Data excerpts

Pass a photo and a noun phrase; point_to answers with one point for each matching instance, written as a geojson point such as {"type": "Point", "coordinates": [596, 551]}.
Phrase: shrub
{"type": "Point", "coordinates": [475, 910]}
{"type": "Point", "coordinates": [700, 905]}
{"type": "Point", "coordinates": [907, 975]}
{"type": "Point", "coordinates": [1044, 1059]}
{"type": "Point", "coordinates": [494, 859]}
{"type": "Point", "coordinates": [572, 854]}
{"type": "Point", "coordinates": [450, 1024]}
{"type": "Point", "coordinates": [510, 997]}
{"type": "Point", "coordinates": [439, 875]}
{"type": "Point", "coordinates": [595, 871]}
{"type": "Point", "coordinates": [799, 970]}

**What is being asked:** Give back all of the records exactly as they were provided above.

**Task response:**
Pass a photo and a noun phrase; point_to answers with one point for each matching instance, written as a geojson point such as {"type": "Point", "coordinates": [596, 551]}.
Phrase: shrub
{"type": "Point", "coordinates": [475, 910]}
{"type": "Point", "coordinates": [700, 905]}
{"type": "Point", "coordinates": [907, 975]}
{"type": "Point", "coordinates": [1044, 1059]}
{"type": "Point", "coordinates": [494, 859]}
{"type": "Point", "coordinates": [572, 854]}
{"type": "Point", "coordinates": [450, 1024]}
{"type": "Point", "coordinates": [510, 997]}
{"type": "Point", "coordinates": [439, 875]}
{"type": "Point", "coordinates": [595, 871]}
{"type": "Point", "coordinates": [799, 970]}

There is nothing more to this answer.